• **Instructions for the task**: Go through the data below and copy it exactly, skipping every picture.

• **Provided material**:
^^^^^^^^^^^^^^^^
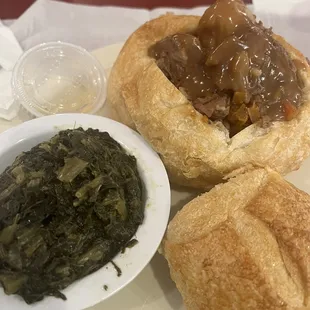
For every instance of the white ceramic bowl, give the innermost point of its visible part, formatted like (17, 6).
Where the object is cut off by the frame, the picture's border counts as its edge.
(90, 290)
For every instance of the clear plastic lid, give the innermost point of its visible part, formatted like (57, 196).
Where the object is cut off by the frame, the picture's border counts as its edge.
(57, 77)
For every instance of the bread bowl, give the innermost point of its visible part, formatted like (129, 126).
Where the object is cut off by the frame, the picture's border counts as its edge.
(244, 245)
(199, 152)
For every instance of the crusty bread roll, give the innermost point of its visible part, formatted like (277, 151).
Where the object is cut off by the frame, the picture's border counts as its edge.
(195, 152)
(244, 245)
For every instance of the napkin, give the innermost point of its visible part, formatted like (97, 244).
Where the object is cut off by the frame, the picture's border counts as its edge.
(10, 51)
(288, 18)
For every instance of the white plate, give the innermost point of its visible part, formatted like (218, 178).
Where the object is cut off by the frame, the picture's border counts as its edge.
(153, 289)
(89, 290)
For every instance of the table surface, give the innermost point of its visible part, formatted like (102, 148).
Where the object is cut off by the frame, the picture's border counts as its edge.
(13, 9)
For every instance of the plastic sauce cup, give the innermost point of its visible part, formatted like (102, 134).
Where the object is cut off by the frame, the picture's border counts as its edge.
(57, 77)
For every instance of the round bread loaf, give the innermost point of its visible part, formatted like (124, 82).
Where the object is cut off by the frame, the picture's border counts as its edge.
(198, 153)
(245, 245)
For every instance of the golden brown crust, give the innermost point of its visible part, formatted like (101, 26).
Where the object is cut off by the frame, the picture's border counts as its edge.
(244, 245)
(197, 153)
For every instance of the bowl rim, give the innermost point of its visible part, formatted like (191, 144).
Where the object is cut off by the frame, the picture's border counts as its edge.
(31, 129)
(20, 96)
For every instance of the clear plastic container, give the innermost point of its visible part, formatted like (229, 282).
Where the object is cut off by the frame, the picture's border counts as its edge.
(57, 77)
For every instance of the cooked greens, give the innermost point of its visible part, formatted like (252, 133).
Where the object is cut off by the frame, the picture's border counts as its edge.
(67, 207)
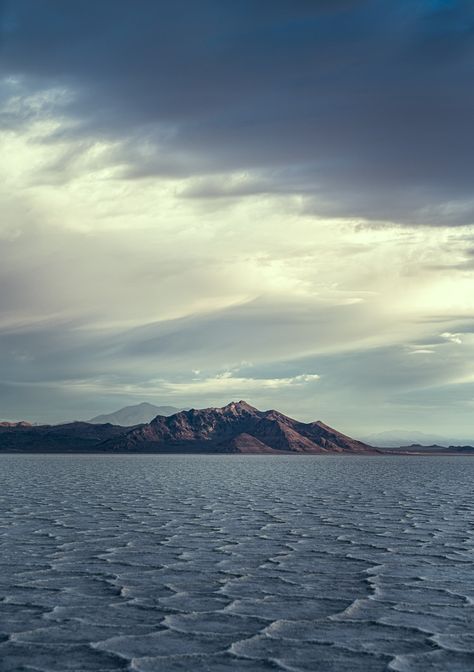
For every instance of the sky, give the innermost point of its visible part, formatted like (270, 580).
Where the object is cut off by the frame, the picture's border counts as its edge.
(268, 200)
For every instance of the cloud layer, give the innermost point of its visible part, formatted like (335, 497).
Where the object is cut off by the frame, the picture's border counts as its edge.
(269, 200)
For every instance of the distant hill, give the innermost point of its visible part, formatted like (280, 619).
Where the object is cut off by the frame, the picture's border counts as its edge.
(398, 437)
(235, 428)
(134, 415)
(70, 437)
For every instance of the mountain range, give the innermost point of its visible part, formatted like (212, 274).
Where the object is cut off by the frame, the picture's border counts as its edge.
(235, 428)
(134, 415)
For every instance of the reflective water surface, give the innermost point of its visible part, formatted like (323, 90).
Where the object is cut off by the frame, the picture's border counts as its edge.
(111, 562)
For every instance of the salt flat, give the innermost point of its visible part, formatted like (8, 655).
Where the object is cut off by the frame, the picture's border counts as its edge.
(305, 563)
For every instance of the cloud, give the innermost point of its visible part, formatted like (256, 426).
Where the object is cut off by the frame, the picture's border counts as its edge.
(362, 108)
(186, 187)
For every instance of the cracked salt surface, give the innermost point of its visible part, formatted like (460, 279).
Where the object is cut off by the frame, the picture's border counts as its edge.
(206, 563)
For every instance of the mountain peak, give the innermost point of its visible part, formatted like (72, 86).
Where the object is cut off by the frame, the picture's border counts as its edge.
(236, 427)
(240, 407)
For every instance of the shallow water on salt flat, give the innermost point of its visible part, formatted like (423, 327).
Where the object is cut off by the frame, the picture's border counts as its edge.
(173, 563)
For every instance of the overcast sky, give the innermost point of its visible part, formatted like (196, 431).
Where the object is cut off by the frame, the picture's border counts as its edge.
(260, 199)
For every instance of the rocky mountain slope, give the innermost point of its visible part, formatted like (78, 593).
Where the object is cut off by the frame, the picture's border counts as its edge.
(134, 415)
(70, 437)
(235, 428)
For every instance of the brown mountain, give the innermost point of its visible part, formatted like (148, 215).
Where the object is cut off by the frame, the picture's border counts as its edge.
(235, 428)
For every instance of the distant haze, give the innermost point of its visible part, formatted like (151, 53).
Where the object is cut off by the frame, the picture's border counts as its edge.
(205, 201)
^^^^^^^^^^^^^^^^
• **Solution to this task**:
For every instance of the white ceramic bowl, give the innermost point of its visible part, formatted like (17, 6).
Where the object is cut off by the frame, the picture's border counts as its edge.
(90, 290)
For every instance of the clear plastic lid, give the innermost point of its visible part, formatted like (57, 196).
Where the object is cut off by the frame, the picture's border counts as its edge.
(57, 77)
For every instance of the bread bowl, give the innermost point of its visible part, formatted like (129, 126).
Where the object is cut off by the frame, the picture's border counts as its edge.
(244, 245)
(199, 152)
For every instance of the crusty bread roll, give the innermost point of its visible part, formatted like (277, 151).
Where the object is cut off by the frame, the picture's border counts as its edge.
(195, 152)
(244, 245)
For every instance of the napkin, give the innermost point of its visible part, formatted like (97, 244).
Where the object is cut off by the frame, the picture's border counts as its edge.
(10, 51)
(288, 18)
For every instance of the white plate, give the innermost point of its visible part, formatted like (218, 178).
Where the object is cut off by the frame, the picture's border counts as its edge.
(153, 289)
(89, 290)
For every instance of the table surface, give the innermost point of its visible part, formatted like (102, 148).
Where the object is cut off by the frame, the picture's border counts as its edge.
(13, 9)
For every instance of the plastic sauce cup, give the innermost point of its visible part, formatted like (102, 134).
Where the object is cut off by the frame, the picture's border counts as its edge.
(57, 77)
For every instance of the round bread loaf, give the innermost point of its visible part, formatted like (124, 82).
Where the object is cut off by the frame, the picture's border counts as its edge.
(198, 153)
(245, 245)
For every instance of the golden brown crust, give the innermost point of its visible part, formatted like (101, 26).
Where the object is cut off by the frame, the picture's border counts as its edge.
(244, 245)
(197, 153)
For every instance of the bowl rim, give the innermost point of its visible part, formatted like (191, 144).
Where the object is cut off by the frame, the picture's border counts as its edge.
(31, 129)
(20, 96)
For every instance of the clear plastic container, give the innermost point of its visible part, formatted like (229, 282).
Where the object is cut off by the frame, the picture's border counts as its edge.
(57, 77)
For every instance of the cooked greens, give the innermost point of its visible part, formatted like (252, 133).
Where the object is cut off by the frame, the picture's border counts as its edge.
(67, 207)
For every instance of the sky, give the innermost point of its visible part, formatted like (270, 580).
Where the object is cut off by the frame, the picture's border counts as its edge.
(268, 200)
For every instance of the cloud layer, give the innermost point of its visible part, formatted like (335, 497).
Where the object is cut off by the frame, the picture's border counts as its edge.
(269, 200)
For every instance of the distant hill, give the innermost point of its visible part, formatted like (280, 619).
Where the object is cut off by the frame, the picture's border counts as its edge.
(398, 437)
(235, 428)
(134, 415)
(70, 437)
For every instance of the mountain range, give the innermost point of its visible part, formatted like (212, 274).
Where the object is cut off by the frame, the picture's border counts as its edge.
(235, 428)
(134, 415)
For every instance of the reflective water surface, give the innermost point of its visible part, formatted like (323, 90).
Where the object is cut off by the frame, the picture's border counts as its edge.
(111, 562)
For every instance of the salt flat, give the innermost point of its visible part, formatted like (8, 655).
Where the object is cut off by the frame, the picture's border counts as its edge.
(305, 563)
For every instance of the cloud, give the innermost point of its visible part, formatted like (256, 426).
Where the object is cut off by the frame, the picture's border counts as its edge.
(362, 108)
(186, 187)
For every instance of the cracked salt surface, give the innermost point of its visible part, formatted like (460, 279).
Where the object is cut off by the frame, the picture's border counts as its edge.
(206, 563)
For every instance of the mountain peak, give the innermost point of its visible part, formatted like (72, 86).
Where the object is cut off by the frame, the picture's border counts as its edge.
(236, 427)
(240, 407)
For every instance of the shallow water on salt flat, give the innermost point of its visible part, formatted like (423, 327).
Where the object is cut off by the frame, the picture's border counts as its edge.
(173, 563)
For every instance of the overcast sky, give the innermost point of its visible part, formatted like (196, 431).
Where the object is cut off by the frame, the picture's border counts as its edge.
(260, 199)
For every instance of the rocky mountain slope, give the innermost point of its visible part, formatted like (78, 593).
Where the object is cut off by the frame, the picture's border counts as its edge.
(134, 415)
(70, 437)
(235, 428)
For every instance of the brown mountain, give the innermost point of its visible part, formatted like (148, 215).
Where the object is cut off by the frame, the picture's border counts as its edge.
(235, 428)
For every instance of the distant haze, give the innermost point of its visible part, formatted like (151, 53).
Where the object is cut off by the frame, the picture's border counts as its edge.
(205, 201)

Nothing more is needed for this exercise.